Exercise aim: Each record should be returned exactly as it is written.

Information shown:
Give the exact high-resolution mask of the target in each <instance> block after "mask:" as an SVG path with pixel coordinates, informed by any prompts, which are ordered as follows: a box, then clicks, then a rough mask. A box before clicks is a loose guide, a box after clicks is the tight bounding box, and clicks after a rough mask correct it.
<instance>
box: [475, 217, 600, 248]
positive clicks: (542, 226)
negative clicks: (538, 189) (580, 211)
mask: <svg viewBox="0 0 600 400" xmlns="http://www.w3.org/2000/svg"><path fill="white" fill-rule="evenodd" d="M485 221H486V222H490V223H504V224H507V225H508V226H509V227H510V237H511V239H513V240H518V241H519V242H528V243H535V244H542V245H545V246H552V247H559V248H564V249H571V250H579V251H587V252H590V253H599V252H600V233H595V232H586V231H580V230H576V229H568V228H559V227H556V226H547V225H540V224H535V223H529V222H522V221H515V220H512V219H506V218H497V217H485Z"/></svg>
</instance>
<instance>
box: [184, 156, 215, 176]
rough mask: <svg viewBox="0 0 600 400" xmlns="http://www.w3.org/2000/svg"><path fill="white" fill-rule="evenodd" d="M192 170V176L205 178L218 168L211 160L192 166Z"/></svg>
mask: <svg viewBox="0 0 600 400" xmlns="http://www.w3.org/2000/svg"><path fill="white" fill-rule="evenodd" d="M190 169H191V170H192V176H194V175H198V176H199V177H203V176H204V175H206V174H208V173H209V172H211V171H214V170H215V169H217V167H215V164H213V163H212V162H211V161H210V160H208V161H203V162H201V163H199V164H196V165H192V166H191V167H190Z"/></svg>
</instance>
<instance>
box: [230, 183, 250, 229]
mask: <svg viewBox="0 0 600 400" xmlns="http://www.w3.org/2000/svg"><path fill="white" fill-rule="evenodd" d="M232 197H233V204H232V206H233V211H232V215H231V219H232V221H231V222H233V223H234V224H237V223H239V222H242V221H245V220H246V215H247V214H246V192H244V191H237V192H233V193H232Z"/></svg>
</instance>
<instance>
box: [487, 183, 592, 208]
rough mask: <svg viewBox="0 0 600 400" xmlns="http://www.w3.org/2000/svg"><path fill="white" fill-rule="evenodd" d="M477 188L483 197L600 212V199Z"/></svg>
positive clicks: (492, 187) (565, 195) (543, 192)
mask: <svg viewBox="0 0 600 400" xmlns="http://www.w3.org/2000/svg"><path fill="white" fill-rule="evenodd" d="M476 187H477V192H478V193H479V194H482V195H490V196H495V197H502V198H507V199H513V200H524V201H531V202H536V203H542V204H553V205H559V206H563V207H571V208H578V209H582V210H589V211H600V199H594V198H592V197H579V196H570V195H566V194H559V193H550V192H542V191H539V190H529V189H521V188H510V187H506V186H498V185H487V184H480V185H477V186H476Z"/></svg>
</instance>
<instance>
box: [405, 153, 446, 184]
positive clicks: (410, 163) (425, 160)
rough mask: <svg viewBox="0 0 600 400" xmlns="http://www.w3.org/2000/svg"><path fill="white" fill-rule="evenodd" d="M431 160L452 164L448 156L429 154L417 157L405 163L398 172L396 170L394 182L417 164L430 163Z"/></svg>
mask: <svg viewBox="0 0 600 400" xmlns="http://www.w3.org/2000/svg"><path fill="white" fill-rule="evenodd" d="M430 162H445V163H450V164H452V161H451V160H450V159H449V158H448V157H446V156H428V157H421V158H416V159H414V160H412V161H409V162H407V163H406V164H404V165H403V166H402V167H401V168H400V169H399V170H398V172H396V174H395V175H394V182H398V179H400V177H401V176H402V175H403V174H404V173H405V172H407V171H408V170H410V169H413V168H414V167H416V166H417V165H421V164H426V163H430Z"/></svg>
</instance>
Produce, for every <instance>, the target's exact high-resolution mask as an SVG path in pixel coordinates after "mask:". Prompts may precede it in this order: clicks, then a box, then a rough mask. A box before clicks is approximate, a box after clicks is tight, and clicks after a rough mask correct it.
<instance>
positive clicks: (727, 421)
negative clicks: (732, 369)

Written solution:
Give the exact high-resolution mask of the target in each <instance> block after "mask:" as an SVG path with pixel coordinates, informed by any prompts, which are ordered as follows: a box, then clicks, then a rough mask. A box before clicks is a loose guide, a box after clicks is the tight bounding box, and clicks after a rough mask correct it.
<instance>
box: [475, 217, 600, 248]
positive clicks: (542, 226)
negative clicks: (538, 189) (580, 211)
mask: <svg viewBox="0 0 600 400" xmlns="http://www.w3.org/2000/svg"><path fill="white" fill-rule="evenodd" d="M485 221H486V222H490V223H504V224H507V225H508V226H509V227H510V237H511V239H513V240H518V241H519V242H528V243H535V244H542V245H545V246H552V247H559V248H564V249H571V250H579V251H587V252H590V253H599V252H600V233H595V232H586V231H580V230H576V229H568V228H559V227H556V226H547V225H540V224H535V223H529V222H522V221H515V220H512V219H506V218H497V217H485Z"/></svg>
</instance>
<instance>
box: [184, 156, 215, 176]
rough mask: <svg viewBox="0 0 600 400" xmlns="http://www.w3.org/2000/svg"><path fill="white" fill-rule="evenodd" d="M192 170V176L205 178L218 168L211 160L192 166Z"/></svg>
mask: <svg viewBox="0 0 600 400" xmlns="http://www.w3.org/2000/svg"><path fill="white" fill-rule="evenodd" d="M190 169H191V170H192V176H194V175H198V176H199V177H203V176H204V175H206V174H208V173H209V172H211V171H214V170H215V169H217V167H215V164H213V163H212V162H211V161H210V160H208V161H203V162H201V163H199V164H196V165H192V166H191V167H190Z"/></svg>
</instance>
<instance>
box: [230, 183, 250, 229]
mask: <svg viewBox="0 0 600 400" xmlns="http://www.w3.org/2000/svg"><path fill="white" fill-rule="evenodd" d="M232 197H233V204H232V206H233V211H232V215H231V219H232V221H231V222H233V223H234V224H237V223H239V222H242V221H245V220H246V215H247V214H246V192H244V191H237V192H233V193H232Z"/></svg>
</instance>
<instance>
box: [487, 183, 592, 208]
rough mask: <svg viewBox="0 0 600 400" xmlns="http://www.w3.org/2000/svg"><path fill="white" fill-rule="evenodd" d="M477 188L483 197L600 212V199Z"/></svg>
positive clicks: (492, 187) (565, 195) (543, 192)
mask: <svg viewBox="0 0 600 400" xmlns="http://www.w3.org/2000/svg"><path fill="white" fill-rule="evenodd" d="M476 187H477V192H478V193H479V194H482V195H490V196H495V197H502V198H507V199H513V200H524V201H531V202H536V203H542V204H553V205H559V206H563V207H571V208H578V209H582V210H589V211H600V199H594V198H592V197H579V196H570V195H566V194H559V193H550V192H542V191H539V190H529V189H521V188H510V187H506V186H498V185H487V184H480V185H477V186H476Z"/></svg>
</instance>
<instance>
box: [405, 153, 446, 184]
positive clicks: (410, 163) (425, 160)
rough mask: <svg viewBox="0 0 600 400" xmlns="http://www.w3.org/2000/svg"><path fill="white" fill-rule="evenodd" d="M431 160L452 164L448 156L429 154L417 157L405 163L398 172L396 170L394 182L417 164L430 163Z"/></svg>
mask: <svg viewBox="0 0 600 400" xmlns="http://www.w3.org/2000/svg"><path fill="white" fill-rule="evenodd" d="M430 162H445V163H450V164H452V161H451V160H450V159H449V158H448V157H446V156H428V157H421V158H416V159H414V160H412V161H409V162H407V163H406V164H404V165H403V166H402V167H401V168H400V169H399V170H398V172H396V174H395V175H394V182H398V179H400V177H401V176H402V175H403V174H404V173H405V172H407V171H408V170H410V169H413V168H414V167H416V166H417V165H421V164H426V163H430Z"/></svg>
</instance>
Produce, for every <instance>, the target's exact high-resolution mask as an SVG path in pixel coordinates after "mask:". Prompts may precede it in this order: clicks, then a box, then a rough mask. A box before clicks is approximate, a box after clicks is tight, and clicks after a rough mask correct it.
<instance>
positive clicks: (727, 421)
negative clicks: (732, 369)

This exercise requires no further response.